### REQUIRED TASK
Reproduce every line below, beginning at the line that has "Please identify the kitchen" and stopping after the last line. Scale each coordinate in the answers by 1.05, round to the nearest whole number with halves going up, and keep all other text the same.

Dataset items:

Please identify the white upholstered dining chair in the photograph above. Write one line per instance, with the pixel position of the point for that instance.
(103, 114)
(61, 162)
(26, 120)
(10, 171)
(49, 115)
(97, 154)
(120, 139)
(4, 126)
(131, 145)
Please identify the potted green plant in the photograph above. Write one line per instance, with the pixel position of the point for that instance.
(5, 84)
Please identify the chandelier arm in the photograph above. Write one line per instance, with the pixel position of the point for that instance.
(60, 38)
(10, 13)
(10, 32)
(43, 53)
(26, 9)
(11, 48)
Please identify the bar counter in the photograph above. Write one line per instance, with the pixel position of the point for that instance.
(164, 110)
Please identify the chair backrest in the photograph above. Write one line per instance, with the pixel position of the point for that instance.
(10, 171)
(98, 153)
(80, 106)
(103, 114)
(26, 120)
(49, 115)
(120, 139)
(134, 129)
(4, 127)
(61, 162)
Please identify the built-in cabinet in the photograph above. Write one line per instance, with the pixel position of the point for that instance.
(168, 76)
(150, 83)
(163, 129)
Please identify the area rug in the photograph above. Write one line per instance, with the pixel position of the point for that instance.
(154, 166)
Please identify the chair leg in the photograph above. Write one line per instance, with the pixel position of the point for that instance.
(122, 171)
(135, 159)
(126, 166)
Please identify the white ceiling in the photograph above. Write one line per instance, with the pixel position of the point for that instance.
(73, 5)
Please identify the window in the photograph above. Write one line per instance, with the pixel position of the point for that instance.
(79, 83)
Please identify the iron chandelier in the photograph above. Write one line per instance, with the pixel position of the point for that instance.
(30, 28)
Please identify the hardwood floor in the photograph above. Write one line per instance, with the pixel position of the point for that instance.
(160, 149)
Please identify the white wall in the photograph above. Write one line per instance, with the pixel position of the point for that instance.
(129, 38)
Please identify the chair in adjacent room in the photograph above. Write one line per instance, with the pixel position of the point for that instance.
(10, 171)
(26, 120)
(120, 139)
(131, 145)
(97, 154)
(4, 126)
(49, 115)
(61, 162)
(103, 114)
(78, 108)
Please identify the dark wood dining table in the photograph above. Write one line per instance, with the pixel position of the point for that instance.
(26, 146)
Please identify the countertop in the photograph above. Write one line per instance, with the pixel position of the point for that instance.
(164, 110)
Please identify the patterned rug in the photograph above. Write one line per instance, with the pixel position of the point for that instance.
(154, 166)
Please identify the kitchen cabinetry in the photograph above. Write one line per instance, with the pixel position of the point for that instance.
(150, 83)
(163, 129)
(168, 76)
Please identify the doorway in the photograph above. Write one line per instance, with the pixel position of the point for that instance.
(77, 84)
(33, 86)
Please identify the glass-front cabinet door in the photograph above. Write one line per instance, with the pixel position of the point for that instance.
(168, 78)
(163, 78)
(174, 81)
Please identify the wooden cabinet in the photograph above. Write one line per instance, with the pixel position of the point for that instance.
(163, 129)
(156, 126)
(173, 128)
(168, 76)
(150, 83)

### SOLUTION TO THE EXERCISE
Please identify the kitchen cabinetry in the photograph above. Write one line per instance, with the pixel position of the point for that instance.
(158, 87)
(171, 135)
(176, 80)
Please identify the doorway in the photograph above. Write one line per instance, with the pixel position of the point for that instance.
(81, 88)
(35, 90)
Please identify the glass-front cabinet door in the photograph above. Write one line per instance, with the pixel position of the point for that instance.
(176, 82)
(171, 82)
(183, 85)
Please identify the wooden cabinet in the photograph above. Write one line per instance, with the pixel position of the point for that instance.
(171, 135)
(164, 132)
(182, 134)
(176, 80)
(158, 87)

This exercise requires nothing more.